**Work instructions**
Please find every line in the rows below that contains the string "patterned", matching case exactly, and copy each of those lines.

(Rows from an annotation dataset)
§ §

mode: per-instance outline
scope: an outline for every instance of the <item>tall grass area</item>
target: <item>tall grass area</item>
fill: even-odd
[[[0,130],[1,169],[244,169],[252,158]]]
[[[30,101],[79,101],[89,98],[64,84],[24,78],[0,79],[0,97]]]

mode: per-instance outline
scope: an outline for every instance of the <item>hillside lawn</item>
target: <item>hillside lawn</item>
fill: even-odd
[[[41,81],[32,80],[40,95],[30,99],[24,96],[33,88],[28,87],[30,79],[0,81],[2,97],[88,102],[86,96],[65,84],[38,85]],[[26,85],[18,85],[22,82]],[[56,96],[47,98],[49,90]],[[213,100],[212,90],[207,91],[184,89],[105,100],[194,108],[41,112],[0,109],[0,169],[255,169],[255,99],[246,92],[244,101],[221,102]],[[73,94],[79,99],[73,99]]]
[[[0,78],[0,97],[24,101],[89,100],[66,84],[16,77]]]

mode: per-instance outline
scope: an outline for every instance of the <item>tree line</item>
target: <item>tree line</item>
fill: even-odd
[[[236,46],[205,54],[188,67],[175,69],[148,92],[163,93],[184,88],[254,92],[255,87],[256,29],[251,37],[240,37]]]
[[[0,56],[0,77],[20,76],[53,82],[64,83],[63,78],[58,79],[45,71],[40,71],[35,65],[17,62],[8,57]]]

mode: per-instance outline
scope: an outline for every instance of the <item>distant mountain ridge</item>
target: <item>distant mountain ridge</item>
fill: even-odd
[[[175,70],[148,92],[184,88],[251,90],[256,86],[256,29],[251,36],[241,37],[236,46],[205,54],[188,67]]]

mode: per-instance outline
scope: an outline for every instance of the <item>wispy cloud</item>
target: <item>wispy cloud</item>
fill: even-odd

§ §

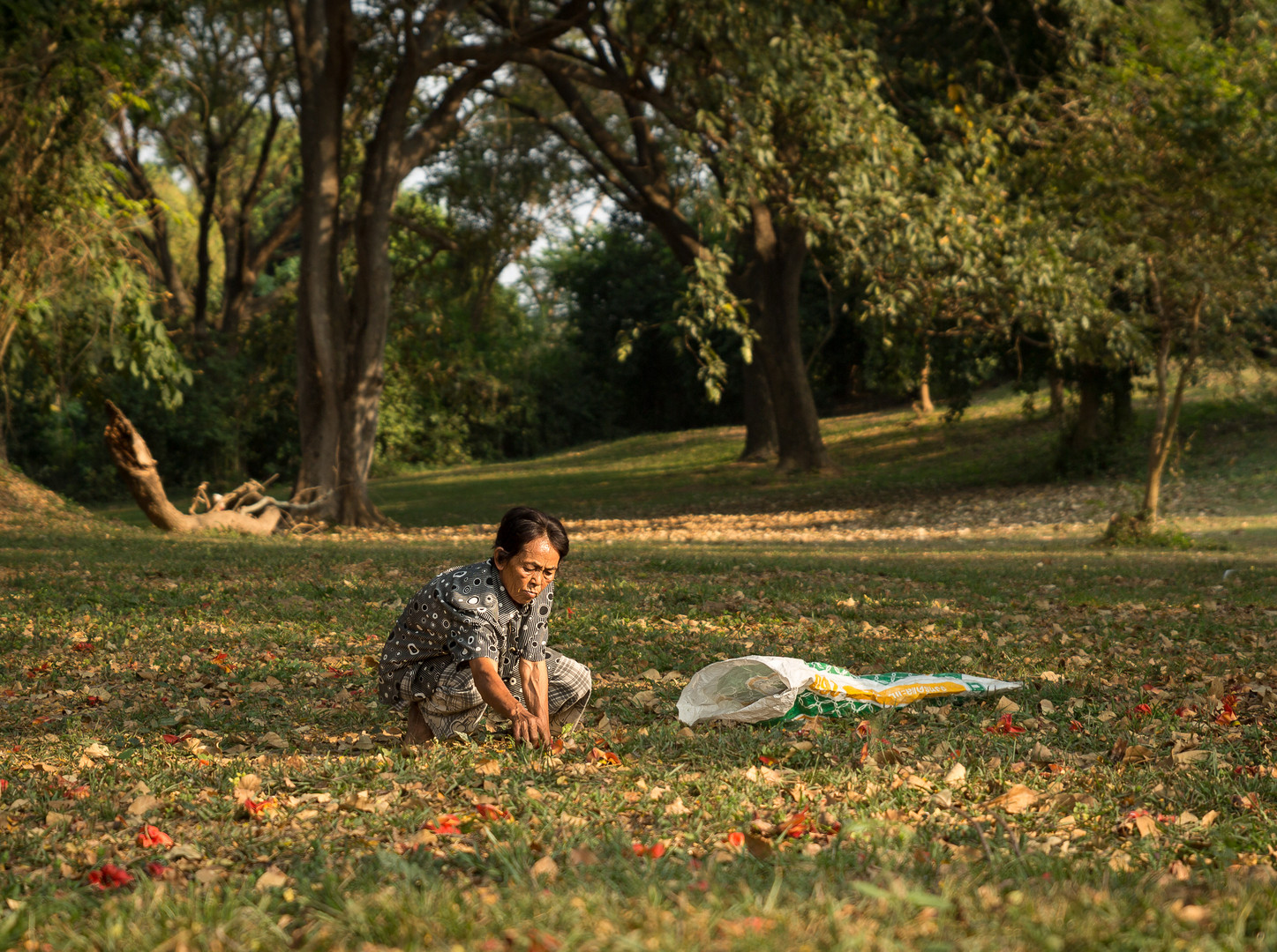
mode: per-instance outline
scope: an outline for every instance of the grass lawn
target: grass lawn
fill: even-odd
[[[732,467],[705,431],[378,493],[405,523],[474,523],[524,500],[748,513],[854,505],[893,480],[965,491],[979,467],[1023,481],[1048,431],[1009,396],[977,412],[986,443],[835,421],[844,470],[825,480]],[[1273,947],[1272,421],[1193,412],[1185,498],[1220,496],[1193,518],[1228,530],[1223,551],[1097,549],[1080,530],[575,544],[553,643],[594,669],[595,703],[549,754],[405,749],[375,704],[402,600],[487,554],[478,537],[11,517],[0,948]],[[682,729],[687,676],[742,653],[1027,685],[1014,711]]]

§ §

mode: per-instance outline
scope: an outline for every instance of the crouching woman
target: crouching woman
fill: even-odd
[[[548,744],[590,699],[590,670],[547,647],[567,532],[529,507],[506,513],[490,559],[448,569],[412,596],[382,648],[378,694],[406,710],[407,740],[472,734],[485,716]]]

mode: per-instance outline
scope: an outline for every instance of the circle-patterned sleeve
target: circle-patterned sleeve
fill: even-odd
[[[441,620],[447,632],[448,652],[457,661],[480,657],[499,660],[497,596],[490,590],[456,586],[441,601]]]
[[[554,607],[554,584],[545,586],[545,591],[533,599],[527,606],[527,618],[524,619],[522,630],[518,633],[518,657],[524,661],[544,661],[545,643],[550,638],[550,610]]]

§ §

**The completed task**
scope: an outline for every instance of the circle-patterned sleeve
target: circle-patterned sleeve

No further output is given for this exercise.